#### Short task
Please turn every line of the items below into a numbered list, leaving out any blank lines.

#### Information provided
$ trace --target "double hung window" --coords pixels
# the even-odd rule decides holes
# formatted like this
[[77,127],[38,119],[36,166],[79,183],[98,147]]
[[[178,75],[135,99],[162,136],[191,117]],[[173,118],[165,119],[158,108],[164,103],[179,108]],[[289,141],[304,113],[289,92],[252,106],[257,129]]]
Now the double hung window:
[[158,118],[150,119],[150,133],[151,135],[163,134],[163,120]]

#### Answer for the task
1. $ trace --target "double hung window" --coords pixels
2. # the even-odd rule decides holes
3. # formatted like this
4. [[77,127],[38,119],[36,166],[79,183],[98,147]]
5. [[[178,75],[135,99],[162,136],[191,117]],[[173,118],[165,119],[158,108],[164,103],[179,108]],[[289,141],[304,113],[289,92],[252,106],[257,129]]]
6. Now the double hung window:
7. [[158,118],[150,119],[150,133],[151,135],[163,134],[163,120]]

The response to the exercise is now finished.